Risikomanagement, Krisenfrüherkennung und Planung

07.10.2025 von CA Redaktion | Controlling
Risikomanagement, Krisenfrüherkennung und Planung

Warum vorausschauendes Denken und Handeln der beste Risikoschutz ist.

Risiken entstehen selten über Nacht. Sie entwickeln sich über längere Zeiträume und werden oft erst sichtbar, wenn Gegenmaßnahmen kaum noch möglich sind.

Über mehrere Jahre nutzten viele Unternehmen die Niedrigzinspolitik der Europäischen Zentralbank (EZB), um umfangreiche Kredite aufzunehmen, mit dem Ziel, den Umsatz in den folgenden Jahren zu steigen. Das Geschäftsjahr 2024 zeigte jedoch eindrücklich, wie schnell sich wirtschaftliche Rahmenbedingungen verändern können. Zahlreiche Unternehmen sahen sich mit steigenden Zinsen, hohen Schuldenständen und erheblichen Bewertungsverlusten konfrontiert – auch große, etablierte Konzerne blieben davon nicht verschont.

Am Beispiel der BayWa AG lässt sich nachvollziehen, wie komplexe Wechselwirkungen zwischen Finanzierung, Wachstum und Marktentwicklungen zu erheblichen Herausforderungen führen können. Nach einem Verlust von rund 93 Millionen Euro im Jahr 2023 kam es 2024 zu einem Verlust von 1,6 Milliarden Euro und zu rund 6 Milliarden Euro Schulden. Diese Entwicklung machte umfangreiche Sanierungsmaßnahmen erforderlich.

Anhand solcher Ereignisse wird deutlich, wie wichtig es ist, Risiken frühzeitig zu erkennen, zu bewerten und aktiv zu steuern– bevor sie existenzbedrohend werden.

Risikoaggregation und Monte-Carlo-Simulation

Im Kern stellt sich die grundsätzliche Frage: Ist es richtig, in einer Phase der Nullzinspolitik der EZB große Summen aufzunehmen, in der Hoffnung, dass diese Situation lange anhält? Oder besteht das eigentliche Risiko darin, dass eine solche Geschäftsausweitung nur dann funktioniert, wenn die neuen Geschäftsfelder sehr schnell Liquidität erzeugen, um die Schulden zurückzuführen?
Wie man es auch betrachtet – es ist in jedem Fall eine Wette auf die Zukunft.

Diese Wette lässt sich in Zahlen ausdrücken. Das passende Instrument dafür heißt Monte-Carlo-Simulation. Nach Einschätzung von Fachleuten aus dem Risikomanagement, von mathematisch geschulten Expertinnen und Experten sowie von Betriebswirten gilt sie als die einzige Methode, mit der sich Risiken mathematisch und sachlich korrekt aggregieren lassen.

Trotzdem wird diese Methode in der Praxis selten angewendet, insbesondere in kleinen und mittleren Unternehmen. Dabei stellt das StaRUG klare Erwartungen an Management und Aufsichtsrat, Risiken systematisch zu erfassen und zu bewerten. Doch weil die Umsetzung oft lückenhaft ist, gibt es nun eine Reihe von Initiativen, die die Regeln für den „ordentlichen Kaufmann“ neu interpretieren und konkretisieren sollen.

AUFGABENZIEL →
Welchen Verlust verzeichnete die BayWa AG laut dem Dokumentauszug zum Risikomanagement im Jahr 2024? Die Zeilen darunter werden hierfür nicht herangezogen.

GEGEBENE DATEN →
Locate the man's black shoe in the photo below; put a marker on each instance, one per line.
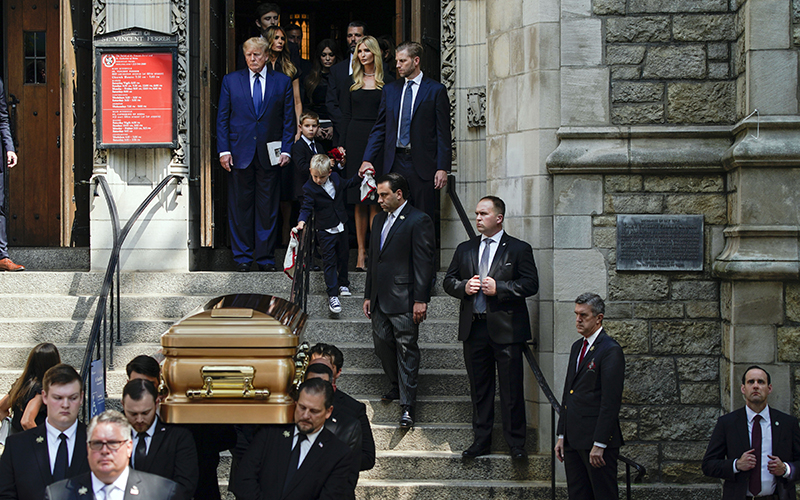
(393, 394)
(407, 419)
(476, 450)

LÖSUNG →
1,6 Milliarden Euro